In the post below about using DNS to load balance, why does the reply prefer its own zone-transfer approach over ROUND_ROBIN? Answer in one to three sentences.

» **Text**
· · ·

>>> bind/workers:582

Date:    09 Jun 1994 16:26:21 PDT
From:    brisco@hercules.rutgers.edu (Tp Brisco)
Subject: Re: Using DNS to Load Balance

> >     The upshot of the changes is that BIND can run a specific
> > program to do the zone transfer.  The program should - of course -
> > make various appropriate computations, and reorder the RRs as
> > you see fit, then return an appropriate exit code to indicate
> > the relative success of the zone transfer --- viola!  You can
> > have the RRs reordered with as much frequency as you dare turn
> > down the TTLs (I've gone as low as 5 minutes with no apparent
> > ill effects).
> > 
> 
> Maybe I'm missing something here but why not use the ROUND_ROBIN feature
> to give one of a list of addresses. It works well for load balancing
> here and doesn't require zone transfers. e.g
> appl	IN	CNAME	sys1
> 	IN	CNAME	sys2
> sys1	IN	A	127.0.0.1
> sys2	IN	A	127.0.0.2
> 	IN	A	127.0.0.3
> results in sys1 getting half the load and each address on sys2 getting
> a quarter.
> 
> I don't know if ROUND_ROBIN is available in all implementations. I found it
> in name 4.9.2.
> 
> Simon Hamilton

    The problem that _we_ ran into was that ROUND_ROBIN works on
everything with multiple similar record types -- which isn't
necessarily what we wanted.

    Particularly; I've seen other people "gripe" about the NS
records getting shuffled.  Additionally, at Rutgers, we depend
(*cringe* - don't flame) on the ordering -- in particular; we've
got some "cluster" machines that have "private" networks for
intra-cluster communications.  We'd prefer those A RR's to not be
mucked with.  (BTW:  we do advertise the less preferential
addresses, since we'd prefer that those be used - but only if the
more preferential addresses are dead for some reason).

    Also; the ROUND_ROBIN approach assumes that the ratios
of distinction of "load" don't change - i.e. when that 
big SAS user logs onto "sys2" and throws your statistical
model out of whack.  The ``SETTRANSFER'' (my compilation
conditional) can _react_ to actual load changes - if you
so wish.

· · ·

» **Given information**
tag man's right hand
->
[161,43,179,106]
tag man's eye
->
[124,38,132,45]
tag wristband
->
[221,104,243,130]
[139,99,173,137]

· · ·

» **Solution to the problem**
ROUND_ROBIN shuffles every set of multiple records of the same type, including NS records and the A records of the Rutgers "cluster" machines whose ordering they depend on. It also assumes the load ratios stay fixed, while the SETTRANSFER approach can react to actual changes in load.